▶ [Exercise objective]: The expected output is every entry that follows, reproduced exactly.

(Recorded data)
########################################

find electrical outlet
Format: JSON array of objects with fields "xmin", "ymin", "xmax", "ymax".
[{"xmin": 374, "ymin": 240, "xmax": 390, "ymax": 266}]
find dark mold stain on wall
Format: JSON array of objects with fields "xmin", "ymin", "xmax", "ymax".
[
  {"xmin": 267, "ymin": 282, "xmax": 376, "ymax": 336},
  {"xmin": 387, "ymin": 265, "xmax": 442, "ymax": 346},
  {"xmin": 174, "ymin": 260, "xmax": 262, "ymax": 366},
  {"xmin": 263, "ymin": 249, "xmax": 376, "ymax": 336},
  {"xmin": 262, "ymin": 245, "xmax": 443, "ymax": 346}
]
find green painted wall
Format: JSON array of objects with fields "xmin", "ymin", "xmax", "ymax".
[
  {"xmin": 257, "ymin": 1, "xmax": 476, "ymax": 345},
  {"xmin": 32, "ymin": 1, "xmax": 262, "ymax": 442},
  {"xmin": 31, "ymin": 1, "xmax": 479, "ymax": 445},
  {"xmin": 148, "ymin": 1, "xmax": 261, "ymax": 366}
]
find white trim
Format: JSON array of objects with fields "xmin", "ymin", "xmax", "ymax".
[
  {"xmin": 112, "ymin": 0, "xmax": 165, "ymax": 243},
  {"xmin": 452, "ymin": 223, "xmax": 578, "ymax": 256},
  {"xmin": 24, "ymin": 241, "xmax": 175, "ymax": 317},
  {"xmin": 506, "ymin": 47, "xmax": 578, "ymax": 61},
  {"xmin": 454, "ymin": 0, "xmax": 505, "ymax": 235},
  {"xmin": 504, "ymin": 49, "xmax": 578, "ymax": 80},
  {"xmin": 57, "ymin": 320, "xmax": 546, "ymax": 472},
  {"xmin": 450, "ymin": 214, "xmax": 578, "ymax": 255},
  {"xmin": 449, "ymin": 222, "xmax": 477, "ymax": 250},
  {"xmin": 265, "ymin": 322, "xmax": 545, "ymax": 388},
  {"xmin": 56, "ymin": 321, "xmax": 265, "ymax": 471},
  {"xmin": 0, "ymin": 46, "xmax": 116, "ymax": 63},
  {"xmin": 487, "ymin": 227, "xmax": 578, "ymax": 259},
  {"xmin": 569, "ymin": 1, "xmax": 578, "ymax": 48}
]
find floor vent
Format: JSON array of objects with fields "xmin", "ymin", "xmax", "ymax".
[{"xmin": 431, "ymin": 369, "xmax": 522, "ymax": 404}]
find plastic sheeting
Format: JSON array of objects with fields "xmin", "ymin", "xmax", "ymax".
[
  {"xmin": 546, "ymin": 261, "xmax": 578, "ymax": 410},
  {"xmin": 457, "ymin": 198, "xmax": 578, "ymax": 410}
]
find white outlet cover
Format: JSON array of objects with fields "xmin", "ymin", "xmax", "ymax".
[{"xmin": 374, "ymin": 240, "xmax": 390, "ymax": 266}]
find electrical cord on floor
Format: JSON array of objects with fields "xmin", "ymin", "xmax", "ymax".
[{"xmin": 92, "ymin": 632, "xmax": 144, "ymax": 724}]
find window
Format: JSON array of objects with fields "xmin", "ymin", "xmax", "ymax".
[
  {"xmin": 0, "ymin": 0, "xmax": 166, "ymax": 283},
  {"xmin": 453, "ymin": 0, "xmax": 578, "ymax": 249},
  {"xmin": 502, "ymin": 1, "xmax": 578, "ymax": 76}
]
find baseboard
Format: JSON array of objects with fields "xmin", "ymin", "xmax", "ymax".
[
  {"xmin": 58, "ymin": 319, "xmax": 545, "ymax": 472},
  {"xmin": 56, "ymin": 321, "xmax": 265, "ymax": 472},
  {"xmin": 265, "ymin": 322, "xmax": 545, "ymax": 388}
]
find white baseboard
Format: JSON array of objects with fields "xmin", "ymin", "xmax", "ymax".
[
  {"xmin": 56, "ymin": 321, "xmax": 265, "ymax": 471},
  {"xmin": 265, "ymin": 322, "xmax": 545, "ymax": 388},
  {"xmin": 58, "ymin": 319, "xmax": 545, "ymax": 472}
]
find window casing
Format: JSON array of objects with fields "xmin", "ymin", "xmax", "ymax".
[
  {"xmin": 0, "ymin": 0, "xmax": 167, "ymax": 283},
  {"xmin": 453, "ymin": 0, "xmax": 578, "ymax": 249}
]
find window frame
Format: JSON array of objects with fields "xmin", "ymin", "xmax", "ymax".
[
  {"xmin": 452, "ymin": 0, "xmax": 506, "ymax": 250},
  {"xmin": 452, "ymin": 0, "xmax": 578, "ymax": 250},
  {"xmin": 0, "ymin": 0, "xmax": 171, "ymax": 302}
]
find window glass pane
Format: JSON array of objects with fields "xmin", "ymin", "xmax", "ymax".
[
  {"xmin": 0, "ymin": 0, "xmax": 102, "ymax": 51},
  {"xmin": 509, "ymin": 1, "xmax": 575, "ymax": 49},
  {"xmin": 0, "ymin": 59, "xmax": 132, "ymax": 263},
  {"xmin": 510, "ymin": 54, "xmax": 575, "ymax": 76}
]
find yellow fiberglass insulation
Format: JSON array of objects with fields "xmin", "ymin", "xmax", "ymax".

########################################

▶ [Exercise answer]:
find electrical outlet
Format: JSON array of objects with fields "xmin", "ymin", "xmax", "ymax".
[{"xmin": 374, "ymin": 240, "xmax": 390, "ymax": 266}]
find dark mold stain on wall
Format: JSON array of objects with fields "xmin", "ymin", "xmax", "ymax".
[
  {"xmin": 267, "ymin": 282, "xmax": 376, "ymax": 336},
  {"xmin": 387, "ymin": 265, "xmax": 442, "ymax": 346},
  {"xmin": 174, "ymin": 260, "xmax": 262, "ymax": 366},
  {"xmin": 263, "ymin": 249, "xmax": 376, "ymax": 336},
  {"xmin": 262, "ymin": 245, "xmax": 443, "ymax": 346}
]
find green painted wall
Format: JSON array of objects with fields "xmin", "ymin", "xmax", "ymax".
[
  {"xmin": 257, "ymin": 1, "xmax": 476, "ymax": 345},
  {"xmin": 32, "ymin": 1, "xmax": 262, "ymax": 442},
  {"xmin": 31, "ymin": 1, "xmax": 479, "ymax": 445},
  {"xmin": 148, "ymin": 1, "xmax": 261, "ymax": 366}
]
find white trim
Format: JSON array of objects with fields "xmin", "ymin", "xmax", "ymax".
[
  {"xmin": 112, "ymin": 0, "xmax": 165, "ymax": 243},
  {"xmin": 452, "ymin": 223, "xmax": 578, "ymax": 256},
  {"xmin": 24, "ymin": 241, "xmax": 175, "ymax": 317},
  {"xmin": 506, "ymin": 47, "xmax": 578, "ymax": 61},
  {"xmin": 454, "ymin": 0, "xmax": 505, "ymax": 235},
  {"xmin": 504, "ymin": 49, "xmax": 578, "ymax": 80},
  {"xmin": 57, "ymin": 320, "xmax": 546, "ymax": 472},
  {"xmin": 450, "ymin": 214, "xmax": 578, "ymax": 255},
  {"xmin": 449, "ymin": 222, "xmax": 477, "ymax": 250},
  {"xmin": 265, "ymin": 322, "xmax": 545, "ymax": 388},
  {"xmin": 56, "ymin": 321, "xmax": 265, "ymax": 471},
  {"xmin": 0, "ymin": 46, "xmax": 116, "ymax": 63},
  {"xmin": 487, "ymin": 227, "xmax": 578, "ymax": 259},
  {"xmin": 569, "ymin": 1, "xmax": 578, "ymax": 48}
]
find floor vent
Format: JSON array of objects with fields "xmin", "ymin", "xmax", "ymax".
[{"xmin": 431, "ymin": 369, "xmax": 522, "ymax": 404}]
find plastic sheeting
Format: JSON array of objects with fields "xmin", "ymin", "xmax", "ymax".
[
  {"xmin": 546, "ymin": 261, "xmax": 578, "ymax": 410},
  {"xmin": 457, "ymin": 198, "xmax": 578, "ymax": 410}
]
find white outlet cover
Format: JSON array of objects with fields "xmin", "ymin", "xmax", "ymax".
[{"xmin": 374, "ymin": 240, "xmax": 390, "ymax": 266}]
find electrical cord on floor
Format: JSON array of objects with fields "xmin", "ymin", "xmax", "ymax".
[{"xmin": 92, "ymin": 632, "xmax": 144, "ymax": 724}]
find window
Format: JSON array of objects with fields "xmin", "ymin", "xmax", "ymax".
[
  {"xmin": 0, "ymin": 0, "xmax": 166, "ymax": 283},
  {"xmin": 453, "ymin": 0, "xmax": 578, "ymax": 249},
  {"xmin": 502, "ymin": 1, "xmax": 578, "ymax": 76}
]
find baseboard
Format: JSON array of objects with fields "xmin", "ymin", "xmax", "ymax".
[
  {"xmin": 58, "ymin": 319, "xmax": 545, "ymax": 472},
  {"xmin": 56, "ymin": 321, "xmax": 265, "ymax": 472},
  {"xmin": 265, "ymin": 322, "xmax": 545, "ymax": 388}
]
find white baseboard
Format: JSON array of objects with fields "xmin", "ymin", "xmax", "ymax".
[
  {"xmin": 56, "ymin": 321, "xmax": 265, "ymax": 471},
  {"xmin": 265, "ymin": 322, "xmax": 545, "ymax": 388},
  {"xmin": 58, "ymin": 319, "xmax": 545, "ymax": 472}
]
find window casing
Format: JSON array of objects with fields "xmin", "ymin", "xmax", "ymax".
[
  {"xmin": 0, "ymin": 0, "xmax": 167, "ymax": 283},
  {"xmin": 453, "ymin": 0, "xmax": 578, "ymax": 249}
]
find window frame
Format: JSON array of objects with fields "xmin", "ymin", "xmax", "ymax".
[
  {"xmin": 452, "ymin": 0, "xmax": 506, "ymax": 250},
  {"xmin": 452, "ymin": 0, "xmax": 578, "ymax": 250},
  {"xmin": 0, "ymin": 0, "xmax": 171, "ymax": 302}
]
find window glass pane
Format: JSON array of objects with fields "xmin", "ymin", "xmax", "ymax".
[
  {"xmin": 0, "ymin": 0, "xmax": 102, "ymax": 51},
  {"xmin": 509, "ymin": 1, "xmax": 575, "ymax": 49},
  {"xmin": 0, "ymin": 59, "xmax": 132, "ymax": 263},
  {"xmin": 510, "ymin": 54, "xmax": 575, "ymax": 76}
]
find yellow fiberglass insulation
Format: JSON array of objects with fields "xmin", "ymin", "xmax", "ymax".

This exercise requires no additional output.